> ENUNCIADO DO EXERCÍCIO: No texto sobre a proibição de dispositivos nas escolas municipais, reproduza tudo o que vai de "Em clara admissão" até "ao processo ensino-aprendizagem.", trocando "celular" por "smartphone".

> TRECHO SELECIONADO:
• • • •
Em clara admissão do fracasso da educação municipal em trabalhar coletivamente, junto à comunidade escolar, problemas que afetam diretamente, em boa parte de forma negativa, os resultados pedagógicos esperados nas Unidades escolares, tivemos, no início do mês de fevereiro de 2024, a publicação, pela prefeitura da cidade do Rio de Janeiro, de um decreto proibindo o uso de celular e outros dispositivos eletrônicos em suas unidades escolares, inclusive fora da sala de aula. Segundo a prefeitura, o decreto foi embasado em pesquisas internacionais sobre os malefícios do celular na escola e em consulta pública com a população, onde mais de 80%, dos 10 mil participantes, se mostraram favoráveis à proibição. Parece uma bela iniciativa, não fossem as contradições em relação ao processo ensino-aprendizagem.
• • • •
> MATERIAL DE APOIO:
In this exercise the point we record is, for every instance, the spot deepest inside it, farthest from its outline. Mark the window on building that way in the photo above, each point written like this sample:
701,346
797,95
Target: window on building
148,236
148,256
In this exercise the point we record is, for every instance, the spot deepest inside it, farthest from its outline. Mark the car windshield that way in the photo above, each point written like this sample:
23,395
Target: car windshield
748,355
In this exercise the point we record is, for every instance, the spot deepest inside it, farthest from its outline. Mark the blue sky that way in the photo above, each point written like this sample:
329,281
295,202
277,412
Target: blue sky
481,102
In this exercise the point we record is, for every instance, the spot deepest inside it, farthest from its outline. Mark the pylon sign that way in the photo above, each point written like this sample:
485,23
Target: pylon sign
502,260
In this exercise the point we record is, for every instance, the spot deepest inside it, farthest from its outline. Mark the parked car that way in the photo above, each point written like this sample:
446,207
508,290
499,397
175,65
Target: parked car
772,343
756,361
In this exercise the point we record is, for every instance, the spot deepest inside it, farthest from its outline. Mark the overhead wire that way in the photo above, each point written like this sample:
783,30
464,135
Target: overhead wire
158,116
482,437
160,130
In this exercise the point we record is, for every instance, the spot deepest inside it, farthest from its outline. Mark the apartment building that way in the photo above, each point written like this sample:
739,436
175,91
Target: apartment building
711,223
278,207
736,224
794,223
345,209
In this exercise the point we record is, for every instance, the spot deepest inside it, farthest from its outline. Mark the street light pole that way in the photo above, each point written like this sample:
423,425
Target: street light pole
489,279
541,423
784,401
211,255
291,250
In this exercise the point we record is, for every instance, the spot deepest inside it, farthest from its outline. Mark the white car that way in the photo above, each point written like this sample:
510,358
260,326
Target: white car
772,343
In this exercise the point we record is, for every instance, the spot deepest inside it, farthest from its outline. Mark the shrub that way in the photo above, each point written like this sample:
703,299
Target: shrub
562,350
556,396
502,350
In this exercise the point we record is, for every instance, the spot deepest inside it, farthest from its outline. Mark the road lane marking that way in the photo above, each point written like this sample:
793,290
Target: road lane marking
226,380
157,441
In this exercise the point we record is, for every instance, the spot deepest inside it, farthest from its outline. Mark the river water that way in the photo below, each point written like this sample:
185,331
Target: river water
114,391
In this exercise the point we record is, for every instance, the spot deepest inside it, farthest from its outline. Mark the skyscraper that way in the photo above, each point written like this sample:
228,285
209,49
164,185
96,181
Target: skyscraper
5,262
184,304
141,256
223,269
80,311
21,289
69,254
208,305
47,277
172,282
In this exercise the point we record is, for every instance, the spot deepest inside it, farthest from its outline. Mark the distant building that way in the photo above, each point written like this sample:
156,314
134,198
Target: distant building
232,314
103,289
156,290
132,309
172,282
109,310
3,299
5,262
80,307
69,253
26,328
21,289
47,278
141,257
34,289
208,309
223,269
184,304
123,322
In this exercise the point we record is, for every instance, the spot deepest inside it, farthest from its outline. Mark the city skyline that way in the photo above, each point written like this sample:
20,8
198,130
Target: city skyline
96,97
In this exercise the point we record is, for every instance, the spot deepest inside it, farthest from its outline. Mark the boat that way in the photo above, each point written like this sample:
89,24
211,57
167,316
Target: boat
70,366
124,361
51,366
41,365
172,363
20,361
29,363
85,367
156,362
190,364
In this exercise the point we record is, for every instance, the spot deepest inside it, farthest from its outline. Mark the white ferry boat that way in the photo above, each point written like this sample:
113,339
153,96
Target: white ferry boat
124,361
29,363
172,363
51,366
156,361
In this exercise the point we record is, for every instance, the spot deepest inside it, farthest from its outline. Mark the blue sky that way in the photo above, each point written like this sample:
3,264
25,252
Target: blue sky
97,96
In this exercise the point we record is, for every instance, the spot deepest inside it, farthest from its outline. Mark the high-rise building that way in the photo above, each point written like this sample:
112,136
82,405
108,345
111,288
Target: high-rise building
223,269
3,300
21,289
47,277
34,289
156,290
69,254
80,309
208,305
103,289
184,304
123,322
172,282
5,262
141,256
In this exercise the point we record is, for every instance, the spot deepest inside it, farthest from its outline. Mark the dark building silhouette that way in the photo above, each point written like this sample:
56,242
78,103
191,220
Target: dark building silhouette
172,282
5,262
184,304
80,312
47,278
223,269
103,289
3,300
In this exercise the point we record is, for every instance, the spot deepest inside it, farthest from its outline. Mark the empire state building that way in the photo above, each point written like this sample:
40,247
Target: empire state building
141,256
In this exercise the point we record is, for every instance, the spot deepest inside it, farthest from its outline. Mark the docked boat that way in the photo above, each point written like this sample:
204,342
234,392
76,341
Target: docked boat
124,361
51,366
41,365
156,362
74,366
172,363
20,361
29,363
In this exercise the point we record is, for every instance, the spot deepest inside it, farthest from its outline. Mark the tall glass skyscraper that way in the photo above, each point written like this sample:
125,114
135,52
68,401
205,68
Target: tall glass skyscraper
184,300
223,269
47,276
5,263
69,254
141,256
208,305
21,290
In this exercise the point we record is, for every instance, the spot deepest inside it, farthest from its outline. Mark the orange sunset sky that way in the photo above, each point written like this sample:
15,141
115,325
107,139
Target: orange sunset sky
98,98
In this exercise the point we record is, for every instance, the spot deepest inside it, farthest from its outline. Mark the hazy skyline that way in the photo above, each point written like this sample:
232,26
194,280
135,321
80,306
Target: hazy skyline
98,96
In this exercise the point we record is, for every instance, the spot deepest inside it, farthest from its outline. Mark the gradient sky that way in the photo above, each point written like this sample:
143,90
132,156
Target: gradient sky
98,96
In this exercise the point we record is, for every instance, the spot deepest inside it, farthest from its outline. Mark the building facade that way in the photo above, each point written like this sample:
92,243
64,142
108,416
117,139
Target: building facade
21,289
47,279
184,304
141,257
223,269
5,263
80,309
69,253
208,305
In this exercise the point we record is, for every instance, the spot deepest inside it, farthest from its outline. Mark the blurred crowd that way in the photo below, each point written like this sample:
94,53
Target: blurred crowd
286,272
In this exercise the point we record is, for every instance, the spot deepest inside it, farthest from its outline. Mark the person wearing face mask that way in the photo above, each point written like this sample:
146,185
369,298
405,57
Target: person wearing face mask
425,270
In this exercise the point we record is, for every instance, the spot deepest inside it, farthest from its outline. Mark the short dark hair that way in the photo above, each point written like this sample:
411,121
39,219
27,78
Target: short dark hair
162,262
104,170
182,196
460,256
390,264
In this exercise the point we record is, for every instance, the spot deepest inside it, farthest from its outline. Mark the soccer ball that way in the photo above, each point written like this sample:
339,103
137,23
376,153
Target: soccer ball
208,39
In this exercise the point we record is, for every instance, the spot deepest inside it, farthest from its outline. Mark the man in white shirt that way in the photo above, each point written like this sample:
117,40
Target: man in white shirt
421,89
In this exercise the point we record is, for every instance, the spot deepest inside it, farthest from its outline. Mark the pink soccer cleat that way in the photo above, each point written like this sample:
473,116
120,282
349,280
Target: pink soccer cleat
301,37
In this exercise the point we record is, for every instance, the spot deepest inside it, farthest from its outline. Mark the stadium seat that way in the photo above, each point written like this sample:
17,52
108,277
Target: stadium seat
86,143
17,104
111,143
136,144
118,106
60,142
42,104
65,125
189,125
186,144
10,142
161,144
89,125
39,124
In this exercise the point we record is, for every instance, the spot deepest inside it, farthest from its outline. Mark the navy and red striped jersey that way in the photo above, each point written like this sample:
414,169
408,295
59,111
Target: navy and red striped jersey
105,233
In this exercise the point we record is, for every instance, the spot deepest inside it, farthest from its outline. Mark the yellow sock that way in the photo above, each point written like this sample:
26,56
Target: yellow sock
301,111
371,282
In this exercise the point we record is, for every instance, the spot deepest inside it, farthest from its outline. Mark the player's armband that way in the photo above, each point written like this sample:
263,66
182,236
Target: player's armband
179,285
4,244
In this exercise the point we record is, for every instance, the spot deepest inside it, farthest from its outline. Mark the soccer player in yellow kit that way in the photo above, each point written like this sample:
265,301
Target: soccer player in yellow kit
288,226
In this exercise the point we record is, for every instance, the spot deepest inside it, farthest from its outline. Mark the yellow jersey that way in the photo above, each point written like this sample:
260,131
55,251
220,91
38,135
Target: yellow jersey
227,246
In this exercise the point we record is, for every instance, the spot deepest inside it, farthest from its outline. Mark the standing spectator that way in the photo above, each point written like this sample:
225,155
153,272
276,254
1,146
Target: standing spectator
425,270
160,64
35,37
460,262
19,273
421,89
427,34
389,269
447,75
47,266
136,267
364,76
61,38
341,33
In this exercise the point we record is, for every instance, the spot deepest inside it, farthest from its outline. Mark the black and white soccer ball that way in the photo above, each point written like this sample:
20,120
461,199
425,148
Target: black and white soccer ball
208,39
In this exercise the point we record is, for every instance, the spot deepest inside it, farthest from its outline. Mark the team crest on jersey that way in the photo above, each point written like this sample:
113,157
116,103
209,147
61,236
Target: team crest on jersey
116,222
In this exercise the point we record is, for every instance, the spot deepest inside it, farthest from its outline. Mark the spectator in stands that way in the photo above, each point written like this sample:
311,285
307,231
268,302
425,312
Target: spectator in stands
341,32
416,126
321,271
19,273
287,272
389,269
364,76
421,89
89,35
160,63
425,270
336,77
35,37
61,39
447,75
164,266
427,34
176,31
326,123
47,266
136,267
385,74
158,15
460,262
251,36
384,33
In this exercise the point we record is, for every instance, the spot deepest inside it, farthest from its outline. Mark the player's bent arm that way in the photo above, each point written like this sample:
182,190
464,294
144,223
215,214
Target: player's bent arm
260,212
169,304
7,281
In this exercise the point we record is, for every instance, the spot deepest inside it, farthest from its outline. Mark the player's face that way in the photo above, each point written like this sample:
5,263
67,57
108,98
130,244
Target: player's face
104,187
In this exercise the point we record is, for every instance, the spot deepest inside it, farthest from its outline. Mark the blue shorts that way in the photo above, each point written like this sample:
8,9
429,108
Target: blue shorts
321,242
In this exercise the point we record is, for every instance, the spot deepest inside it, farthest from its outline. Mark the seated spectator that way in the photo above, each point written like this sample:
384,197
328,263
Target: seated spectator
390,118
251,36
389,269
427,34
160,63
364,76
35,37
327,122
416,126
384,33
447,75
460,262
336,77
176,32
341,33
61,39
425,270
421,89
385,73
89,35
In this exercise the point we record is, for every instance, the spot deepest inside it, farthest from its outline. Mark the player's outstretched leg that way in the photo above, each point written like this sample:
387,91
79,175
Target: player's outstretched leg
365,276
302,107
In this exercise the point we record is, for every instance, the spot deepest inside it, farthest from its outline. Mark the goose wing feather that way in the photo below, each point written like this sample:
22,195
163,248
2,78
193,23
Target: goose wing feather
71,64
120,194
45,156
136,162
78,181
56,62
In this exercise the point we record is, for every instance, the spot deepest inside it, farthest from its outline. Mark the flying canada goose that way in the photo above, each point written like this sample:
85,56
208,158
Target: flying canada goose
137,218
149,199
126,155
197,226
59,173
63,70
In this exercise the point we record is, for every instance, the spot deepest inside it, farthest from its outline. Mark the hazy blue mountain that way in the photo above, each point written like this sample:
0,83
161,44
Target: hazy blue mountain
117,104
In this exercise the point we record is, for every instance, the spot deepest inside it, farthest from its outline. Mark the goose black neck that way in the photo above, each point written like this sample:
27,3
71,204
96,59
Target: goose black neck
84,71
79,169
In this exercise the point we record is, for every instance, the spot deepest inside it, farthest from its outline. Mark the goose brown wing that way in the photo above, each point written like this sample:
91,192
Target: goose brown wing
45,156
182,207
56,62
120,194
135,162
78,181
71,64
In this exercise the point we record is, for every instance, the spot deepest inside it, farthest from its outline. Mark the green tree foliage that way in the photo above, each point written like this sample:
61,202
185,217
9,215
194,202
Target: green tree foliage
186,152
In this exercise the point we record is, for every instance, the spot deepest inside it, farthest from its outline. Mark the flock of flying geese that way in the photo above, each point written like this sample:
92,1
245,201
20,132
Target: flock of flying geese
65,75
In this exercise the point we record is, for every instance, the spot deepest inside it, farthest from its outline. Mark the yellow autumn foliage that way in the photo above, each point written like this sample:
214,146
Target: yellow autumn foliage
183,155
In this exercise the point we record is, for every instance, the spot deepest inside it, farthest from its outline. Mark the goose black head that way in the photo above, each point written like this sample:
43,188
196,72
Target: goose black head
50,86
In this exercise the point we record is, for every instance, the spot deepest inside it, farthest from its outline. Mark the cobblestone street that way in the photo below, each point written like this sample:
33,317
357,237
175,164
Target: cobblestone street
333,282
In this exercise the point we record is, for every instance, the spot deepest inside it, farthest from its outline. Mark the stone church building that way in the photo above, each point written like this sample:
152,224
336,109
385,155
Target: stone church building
• • • •
> TAREFA CONCLUÍDA:
Em clara admissão do fracasso da educação municipal em trabalhar coletivamente, junto à comunidade escolar, problemas que afetam diretamente, em boa parte de forma negativa, os resultados pedagógicos esperados nas Unidades escolares, tivemos, no início do mês de fevereiro de 2024, a publicação, pela prefeitura da cidade do Rio de Janeiro, de um decreto proibindo o uso de smartphone e outros dispositivos eletrônicos em suas unidades escolares, inclusive fora da sala de aula. Segundo a prefeitura, o decreto foi embasado em pesquisas internacionais sobre os malefícios do smartphone na escola e em consulta pública com a população, onde mais de 80%, dos 10 mil participantes, se mostraram favoráveis à proibição. Parece uma bela iniciativa, não fossem as contradições em relação ao processo ensino-aprendizagem.